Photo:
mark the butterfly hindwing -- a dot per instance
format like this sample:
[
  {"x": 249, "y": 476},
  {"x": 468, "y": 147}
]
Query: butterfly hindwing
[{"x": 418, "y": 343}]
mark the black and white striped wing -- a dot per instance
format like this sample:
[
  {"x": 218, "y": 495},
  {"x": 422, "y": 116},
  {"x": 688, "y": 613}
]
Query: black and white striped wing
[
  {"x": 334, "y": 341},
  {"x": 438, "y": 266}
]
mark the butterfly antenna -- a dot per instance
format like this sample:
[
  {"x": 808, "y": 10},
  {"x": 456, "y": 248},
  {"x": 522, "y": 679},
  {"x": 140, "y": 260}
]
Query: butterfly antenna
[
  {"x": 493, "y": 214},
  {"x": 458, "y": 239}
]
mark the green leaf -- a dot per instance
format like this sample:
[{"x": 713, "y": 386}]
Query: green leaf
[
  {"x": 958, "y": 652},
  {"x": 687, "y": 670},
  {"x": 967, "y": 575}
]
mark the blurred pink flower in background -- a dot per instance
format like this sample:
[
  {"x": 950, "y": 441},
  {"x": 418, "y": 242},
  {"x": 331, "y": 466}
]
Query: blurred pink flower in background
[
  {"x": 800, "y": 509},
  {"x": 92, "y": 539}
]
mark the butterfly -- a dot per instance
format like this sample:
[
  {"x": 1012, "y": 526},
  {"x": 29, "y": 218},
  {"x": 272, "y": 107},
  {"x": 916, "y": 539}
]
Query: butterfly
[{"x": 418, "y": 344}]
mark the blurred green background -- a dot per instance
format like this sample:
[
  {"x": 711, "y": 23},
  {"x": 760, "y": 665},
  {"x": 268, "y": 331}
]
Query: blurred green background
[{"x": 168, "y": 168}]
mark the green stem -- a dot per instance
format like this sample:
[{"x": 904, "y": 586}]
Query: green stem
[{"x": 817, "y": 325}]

○ ○ ○ ○ ○ ○ ○

Objetivo del ejercicio: Reescribe el listado completo cambiando "format like this sample" por "follow this format" y deja todo lo demás igual.

Solución propuesta:
Photo:
mark the butterfly hindwing -- a dot per instance
follow this format:
[
  {"x": 249, "y": 476},
  {"x": 468, "y": 147}
]
Query: butterfly hindwing
[{"x": 418, "y": 343}]
mark the black and white striped wing -- a dot per instance
follow this format:
[
  {"x": 218, "y": 495},
  {"x": 422, "y": 116},
  {"x": 688, "y": 613}
]
Query: black and white striped wing
[
  {"x": 334, "y": 341},
  {"x": 438, "y": 266}
]
mark the butterfly antenna -- a dot per instance
follow this format:
[
  {"x": 808, "y": 10},
  {"x": 456, "y": 248},
  {"x": 522, "y": 679},
  {"x": 140, "y": 260}
]
Query: butterfly antenna
[
  {"x": 493, "y": 214},
  {"x": 458, "y": 239}
]
mark the green leaf -- a dot per instance
follow this format:
[{"x": 713, "y": 386}]
Query: green leaf
[
  {"x": 958, "y": 652},
  {"x": 687, "y": 670},
  {"x": 967, "y": 575}
]
mark the blurred pink flower in background -- a dot per instance
follow this format:
[
  {"x": 950, "y": 441},
  {"x": 418, "y": 242},
  {"x": 331, "y": 466}
]
Query: blurred pink flower in background
[
  {"x": 800, "y": 509},
  {"x": 92, "y": 539}
]
mark the butterfly -- a dot per instance
follow this format:
[
  {"x": 1012, "y": 526},
  {"x": 29, "y": 218},
  {"x": 272, "y": 107},
  {"x": 916, "y": 539}
]
Query: butterfly
[{"x": 418, "y": 344}]
mark the blurred green background -- a dot per instance
follow this format:
[
  {"x": 711, "y": 23},
  {"x": 760, "y": 665},
  {"x": 268, "y": 331}
]
Query: blurred green background
[{"x": 168, "y": 168}]
mark the green stem -- a dot per instance
follow this format:
[{"x": 904, "y": 586}]
Query: green stem
[{"x": 817, "y": 325}]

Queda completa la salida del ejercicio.